GIVEN INSTRUCTION 1:
Can you repeat, word for word, the rows that begin at the line containing "Where can the hiking" and run through the last row, with both ends included?

SUPPLIED TEXT:
════════
Chapter 57: DSA The 0/1 Knapsack Problem
The 0/1 Knapsack Problem is one of the most classic, most important, and most frequently asked problems in Data Structures & Algorithms — especially in interviews.
It belongs to a family of problems called knapsack problems, and the 0/1 version is the one almost everyone means when they say “knapsack problem”.
Let me explain it to you like we are sitting together, solving it step by step on paper — slowly, clearly, with real numbers, tables, intuition, and no rush.
1. Real-life story version (so you feel the problem)
Imagine you are a thief who has broken into a museum.
You have a backpack that can carry at most W = 10 kg of weight.
There are 5 very valuable items in front of you:
| Item | Weight (kg) | Value (₹) |
|---|---|---|
| 1 | 2 | 12 |
| 2 | 1 | 10 |
| 3 | 6 | 40 |
| 4 | 3 | 25 |
| 5 | 5 | 30 |
Rules:
- You can take at most one piece of each item (you cannot take 2 pieces of item 1)
════════
AVAILABLE RECORDS:
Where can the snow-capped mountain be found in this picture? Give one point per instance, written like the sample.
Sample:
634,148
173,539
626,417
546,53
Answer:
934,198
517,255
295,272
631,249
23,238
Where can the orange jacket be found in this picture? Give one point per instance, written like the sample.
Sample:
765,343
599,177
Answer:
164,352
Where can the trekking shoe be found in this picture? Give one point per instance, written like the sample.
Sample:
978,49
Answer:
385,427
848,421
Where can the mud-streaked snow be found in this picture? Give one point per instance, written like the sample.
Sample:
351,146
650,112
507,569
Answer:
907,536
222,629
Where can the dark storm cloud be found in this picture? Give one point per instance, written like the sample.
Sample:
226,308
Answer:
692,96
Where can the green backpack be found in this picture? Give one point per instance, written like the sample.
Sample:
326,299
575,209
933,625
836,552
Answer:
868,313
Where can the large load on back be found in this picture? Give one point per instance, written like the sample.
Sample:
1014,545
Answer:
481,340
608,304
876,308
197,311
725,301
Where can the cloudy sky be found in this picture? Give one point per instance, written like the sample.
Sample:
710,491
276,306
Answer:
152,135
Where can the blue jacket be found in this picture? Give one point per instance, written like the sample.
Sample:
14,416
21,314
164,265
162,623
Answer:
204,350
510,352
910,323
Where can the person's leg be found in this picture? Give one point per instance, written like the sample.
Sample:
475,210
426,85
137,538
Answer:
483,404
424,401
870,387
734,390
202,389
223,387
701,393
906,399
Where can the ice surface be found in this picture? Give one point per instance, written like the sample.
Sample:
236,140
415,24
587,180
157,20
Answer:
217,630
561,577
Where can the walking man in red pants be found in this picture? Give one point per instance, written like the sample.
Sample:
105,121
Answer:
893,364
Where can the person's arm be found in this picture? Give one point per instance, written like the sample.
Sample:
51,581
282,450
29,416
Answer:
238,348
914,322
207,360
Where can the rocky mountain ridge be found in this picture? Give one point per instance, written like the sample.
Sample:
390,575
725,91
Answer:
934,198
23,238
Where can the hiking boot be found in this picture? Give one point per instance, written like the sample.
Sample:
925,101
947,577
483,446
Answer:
════════
GIVEN INSTRUCTION 2:
Can you quote the knapsack text, beginning at the words "It belongs to" and stopping after "feel the problem)"?

WORKED SOLUTION 1:
Where can the hiking boot be found in this picture? Give one point per instance, written like the sample.
Sample:
925,101
947,577
483,446
Answer:

WORKED SOLUTION 2:
It belongs to a family of problems called knapsack problems, and the 0/1 version is the one almost everyone means when they say “knapsack problem”.
Let me explain it to you like we are sitting together, solving it step by step on paper — slowly, clearly, with real numbers, tables, intuition, and no rush.
1. Real-life story version (so you feel the problem)